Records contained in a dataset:
------------------------------------------------------------------------
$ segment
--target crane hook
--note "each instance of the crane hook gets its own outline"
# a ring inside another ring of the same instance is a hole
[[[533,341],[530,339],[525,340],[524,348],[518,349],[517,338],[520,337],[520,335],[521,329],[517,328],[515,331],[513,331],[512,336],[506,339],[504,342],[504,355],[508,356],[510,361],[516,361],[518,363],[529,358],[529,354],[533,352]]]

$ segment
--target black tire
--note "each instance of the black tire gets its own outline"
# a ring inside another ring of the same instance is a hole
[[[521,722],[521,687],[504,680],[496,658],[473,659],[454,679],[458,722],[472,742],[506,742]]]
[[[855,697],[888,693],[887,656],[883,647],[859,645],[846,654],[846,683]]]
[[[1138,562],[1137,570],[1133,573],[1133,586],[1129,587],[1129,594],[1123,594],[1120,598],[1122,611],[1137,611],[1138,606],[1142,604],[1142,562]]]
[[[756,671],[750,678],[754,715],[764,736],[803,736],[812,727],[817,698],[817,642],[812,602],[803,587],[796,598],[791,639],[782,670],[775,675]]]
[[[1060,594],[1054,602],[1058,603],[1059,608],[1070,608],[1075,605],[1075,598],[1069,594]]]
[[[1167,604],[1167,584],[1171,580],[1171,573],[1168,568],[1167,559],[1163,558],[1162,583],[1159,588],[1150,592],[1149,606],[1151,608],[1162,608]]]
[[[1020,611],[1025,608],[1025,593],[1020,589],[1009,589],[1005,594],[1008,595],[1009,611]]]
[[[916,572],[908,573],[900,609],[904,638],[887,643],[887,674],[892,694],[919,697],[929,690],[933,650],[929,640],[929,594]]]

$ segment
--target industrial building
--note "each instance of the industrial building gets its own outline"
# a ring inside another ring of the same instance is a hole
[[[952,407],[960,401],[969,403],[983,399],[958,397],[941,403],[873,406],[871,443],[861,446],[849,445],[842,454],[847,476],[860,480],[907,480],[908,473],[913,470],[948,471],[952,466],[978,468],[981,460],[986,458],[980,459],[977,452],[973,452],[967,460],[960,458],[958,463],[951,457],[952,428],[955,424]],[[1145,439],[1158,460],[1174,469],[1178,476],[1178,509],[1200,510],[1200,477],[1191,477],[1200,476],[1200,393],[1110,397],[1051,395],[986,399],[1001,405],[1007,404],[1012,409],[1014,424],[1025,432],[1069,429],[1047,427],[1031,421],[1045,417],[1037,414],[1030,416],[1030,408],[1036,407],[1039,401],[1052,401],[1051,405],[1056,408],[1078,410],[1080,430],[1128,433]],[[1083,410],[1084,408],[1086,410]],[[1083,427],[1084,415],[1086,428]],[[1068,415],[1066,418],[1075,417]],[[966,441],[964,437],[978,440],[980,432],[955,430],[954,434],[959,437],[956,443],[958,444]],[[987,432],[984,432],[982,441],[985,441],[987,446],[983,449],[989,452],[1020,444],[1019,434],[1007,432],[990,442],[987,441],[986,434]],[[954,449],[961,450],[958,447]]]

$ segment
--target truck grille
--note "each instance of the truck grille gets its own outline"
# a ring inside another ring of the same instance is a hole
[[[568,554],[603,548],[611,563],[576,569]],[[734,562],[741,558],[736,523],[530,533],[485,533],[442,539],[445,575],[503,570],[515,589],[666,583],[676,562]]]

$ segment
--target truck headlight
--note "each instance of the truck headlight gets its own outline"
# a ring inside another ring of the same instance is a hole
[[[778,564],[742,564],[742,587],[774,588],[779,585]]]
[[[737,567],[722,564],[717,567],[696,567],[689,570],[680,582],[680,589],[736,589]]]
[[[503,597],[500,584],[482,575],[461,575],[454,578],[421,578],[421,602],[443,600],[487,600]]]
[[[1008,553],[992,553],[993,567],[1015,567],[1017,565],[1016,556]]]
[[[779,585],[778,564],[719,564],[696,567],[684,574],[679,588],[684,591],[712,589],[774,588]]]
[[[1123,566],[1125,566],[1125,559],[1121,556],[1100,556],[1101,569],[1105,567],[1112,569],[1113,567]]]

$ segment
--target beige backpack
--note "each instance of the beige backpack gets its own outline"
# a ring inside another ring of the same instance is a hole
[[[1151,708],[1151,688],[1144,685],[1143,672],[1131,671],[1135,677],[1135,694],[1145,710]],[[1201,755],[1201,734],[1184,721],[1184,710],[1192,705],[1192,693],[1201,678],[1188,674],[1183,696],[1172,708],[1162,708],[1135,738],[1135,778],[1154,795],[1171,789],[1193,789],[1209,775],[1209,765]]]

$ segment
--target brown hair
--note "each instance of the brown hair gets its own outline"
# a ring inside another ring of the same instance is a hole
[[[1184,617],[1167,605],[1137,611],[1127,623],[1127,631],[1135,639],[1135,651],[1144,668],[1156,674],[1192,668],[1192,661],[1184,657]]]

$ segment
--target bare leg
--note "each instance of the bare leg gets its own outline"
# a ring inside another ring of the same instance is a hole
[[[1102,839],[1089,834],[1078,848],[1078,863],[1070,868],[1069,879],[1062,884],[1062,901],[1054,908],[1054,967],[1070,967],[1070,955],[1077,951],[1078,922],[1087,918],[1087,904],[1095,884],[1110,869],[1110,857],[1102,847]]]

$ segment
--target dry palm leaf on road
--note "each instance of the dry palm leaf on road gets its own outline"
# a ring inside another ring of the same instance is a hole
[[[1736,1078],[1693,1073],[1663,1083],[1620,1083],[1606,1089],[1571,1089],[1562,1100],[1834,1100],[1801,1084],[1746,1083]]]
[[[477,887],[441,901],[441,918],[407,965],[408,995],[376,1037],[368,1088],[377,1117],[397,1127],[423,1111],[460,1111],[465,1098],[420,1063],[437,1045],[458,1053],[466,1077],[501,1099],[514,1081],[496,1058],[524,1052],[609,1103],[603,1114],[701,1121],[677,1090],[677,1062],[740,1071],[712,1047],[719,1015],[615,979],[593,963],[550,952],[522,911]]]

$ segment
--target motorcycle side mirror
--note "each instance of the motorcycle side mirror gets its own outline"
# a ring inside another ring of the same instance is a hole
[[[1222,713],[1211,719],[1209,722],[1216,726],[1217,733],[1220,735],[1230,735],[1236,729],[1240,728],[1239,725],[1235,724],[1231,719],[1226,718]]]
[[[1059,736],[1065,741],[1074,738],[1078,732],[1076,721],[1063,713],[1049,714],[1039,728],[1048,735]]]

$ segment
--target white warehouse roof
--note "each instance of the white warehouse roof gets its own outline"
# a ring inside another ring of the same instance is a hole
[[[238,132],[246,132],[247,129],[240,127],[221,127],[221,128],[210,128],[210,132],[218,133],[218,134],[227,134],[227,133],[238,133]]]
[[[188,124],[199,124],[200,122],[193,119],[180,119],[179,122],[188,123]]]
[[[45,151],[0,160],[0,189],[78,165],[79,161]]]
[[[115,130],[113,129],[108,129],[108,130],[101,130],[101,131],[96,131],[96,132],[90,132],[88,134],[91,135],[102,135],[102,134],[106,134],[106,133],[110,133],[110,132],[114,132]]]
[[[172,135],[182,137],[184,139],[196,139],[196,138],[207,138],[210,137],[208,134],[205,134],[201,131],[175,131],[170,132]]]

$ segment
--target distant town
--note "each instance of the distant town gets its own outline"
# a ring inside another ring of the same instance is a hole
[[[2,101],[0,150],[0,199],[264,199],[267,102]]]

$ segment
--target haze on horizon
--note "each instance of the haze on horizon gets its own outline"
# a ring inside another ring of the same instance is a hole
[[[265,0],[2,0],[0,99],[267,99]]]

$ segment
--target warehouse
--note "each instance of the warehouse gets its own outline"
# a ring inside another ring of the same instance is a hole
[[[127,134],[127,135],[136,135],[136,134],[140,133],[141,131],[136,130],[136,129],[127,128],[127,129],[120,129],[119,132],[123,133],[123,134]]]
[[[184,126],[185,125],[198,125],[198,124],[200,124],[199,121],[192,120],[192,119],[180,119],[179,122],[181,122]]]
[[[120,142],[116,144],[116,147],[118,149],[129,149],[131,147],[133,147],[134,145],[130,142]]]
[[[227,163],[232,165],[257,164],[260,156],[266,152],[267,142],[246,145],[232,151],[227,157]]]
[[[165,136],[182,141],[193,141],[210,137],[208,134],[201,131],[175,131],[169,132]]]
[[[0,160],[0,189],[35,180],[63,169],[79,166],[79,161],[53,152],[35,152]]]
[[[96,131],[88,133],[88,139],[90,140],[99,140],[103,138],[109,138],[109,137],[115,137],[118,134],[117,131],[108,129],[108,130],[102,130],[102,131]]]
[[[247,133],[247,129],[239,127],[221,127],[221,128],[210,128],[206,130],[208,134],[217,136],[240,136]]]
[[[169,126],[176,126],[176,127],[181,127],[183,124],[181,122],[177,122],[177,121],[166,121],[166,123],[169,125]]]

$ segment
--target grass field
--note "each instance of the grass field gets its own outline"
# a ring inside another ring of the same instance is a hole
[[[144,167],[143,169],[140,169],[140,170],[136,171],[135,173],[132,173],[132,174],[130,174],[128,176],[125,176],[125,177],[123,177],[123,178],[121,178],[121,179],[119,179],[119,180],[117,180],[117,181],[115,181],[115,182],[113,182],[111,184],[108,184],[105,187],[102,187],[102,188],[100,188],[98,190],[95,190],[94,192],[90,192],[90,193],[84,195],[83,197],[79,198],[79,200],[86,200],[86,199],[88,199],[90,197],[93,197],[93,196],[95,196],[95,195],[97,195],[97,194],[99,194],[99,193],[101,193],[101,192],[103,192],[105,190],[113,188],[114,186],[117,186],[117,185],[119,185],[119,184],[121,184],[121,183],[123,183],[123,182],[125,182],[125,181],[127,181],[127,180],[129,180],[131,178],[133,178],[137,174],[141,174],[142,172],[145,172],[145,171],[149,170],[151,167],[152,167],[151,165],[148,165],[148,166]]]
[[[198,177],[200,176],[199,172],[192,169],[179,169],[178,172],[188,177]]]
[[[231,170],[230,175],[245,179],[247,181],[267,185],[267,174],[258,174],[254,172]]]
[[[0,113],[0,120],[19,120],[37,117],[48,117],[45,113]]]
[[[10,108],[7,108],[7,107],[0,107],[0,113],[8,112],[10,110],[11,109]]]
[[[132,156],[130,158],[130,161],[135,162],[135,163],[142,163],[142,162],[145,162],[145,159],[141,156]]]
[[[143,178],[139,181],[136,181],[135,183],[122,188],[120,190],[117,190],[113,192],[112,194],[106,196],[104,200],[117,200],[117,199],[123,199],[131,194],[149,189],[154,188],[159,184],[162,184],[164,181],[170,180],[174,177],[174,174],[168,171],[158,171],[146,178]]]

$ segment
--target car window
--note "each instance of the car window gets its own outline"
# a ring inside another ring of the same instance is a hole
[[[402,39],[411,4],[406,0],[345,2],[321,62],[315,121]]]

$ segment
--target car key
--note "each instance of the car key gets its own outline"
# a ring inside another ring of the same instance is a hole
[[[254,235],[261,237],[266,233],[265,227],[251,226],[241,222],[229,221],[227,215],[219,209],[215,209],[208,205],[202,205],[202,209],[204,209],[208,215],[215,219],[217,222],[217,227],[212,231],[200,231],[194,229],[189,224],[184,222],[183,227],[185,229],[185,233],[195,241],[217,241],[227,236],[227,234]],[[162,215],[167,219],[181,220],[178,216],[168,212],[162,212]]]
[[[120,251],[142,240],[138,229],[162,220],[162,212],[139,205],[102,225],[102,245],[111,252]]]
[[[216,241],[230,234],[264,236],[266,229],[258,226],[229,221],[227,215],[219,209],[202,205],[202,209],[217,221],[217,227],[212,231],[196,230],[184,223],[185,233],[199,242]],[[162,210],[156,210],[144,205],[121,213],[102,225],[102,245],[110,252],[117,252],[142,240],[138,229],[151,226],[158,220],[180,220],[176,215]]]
------------------------------------------------------------------------
Activity:
Using the records above, output exactly the lines from the first through the line that contains "of the black", with both of those included.

Response box:
$ segment
--target crane hook
--note "each instance of the crane hook gets its own outline"
# a ring inside another ring of the same instance is a hole
[[[533,341],[530,339],[525,340],[524,348],[518,349],[517,338],[520,337],[520,335],[521,329],[517,328],[515,331],[513,331],[512,336],[506,339],[504,342],[504,355],[508,356],[510,361],[516,361],[518,363],[529,358],[529,354],[533,352]]]

$ segment
--target black tire
--note "each instance of the black tire gets its own outline"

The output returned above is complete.